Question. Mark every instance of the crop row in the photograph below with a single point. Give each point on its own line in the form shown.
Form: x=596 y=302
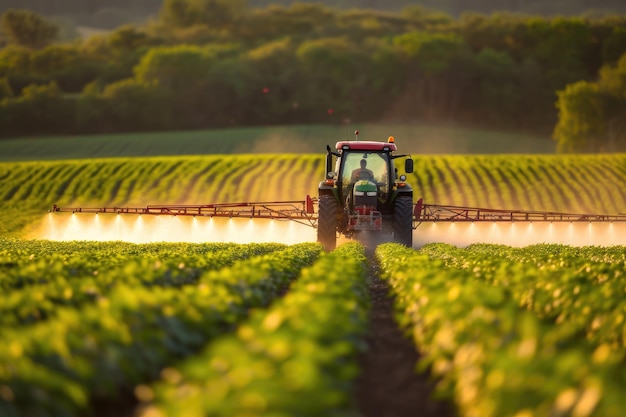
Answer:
x=56 y=366
x=297 y=358
x=587 y=184
x=158 y=180
x=579 y=290
x=541 y=182
x=484 y=341
x=35 y=288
# # #
> _What is asked_
Render all the lines above as a numbered list, skipping blank lines and omitting the picture.

> _Solved exercise_
1. Question. Mark every instance of the crop row in the photograph below with a single point. Give each point on its own line in the form shown.
2. Form: x=596 y=302
3. Answer:
4. x=56 y=366
5. x=297 y=358
6. x=587 y=184
7. x=158 y=180
8. x=579 y=290
9. x=541 y=182
10. x=484 y=341
11. x=35 y=288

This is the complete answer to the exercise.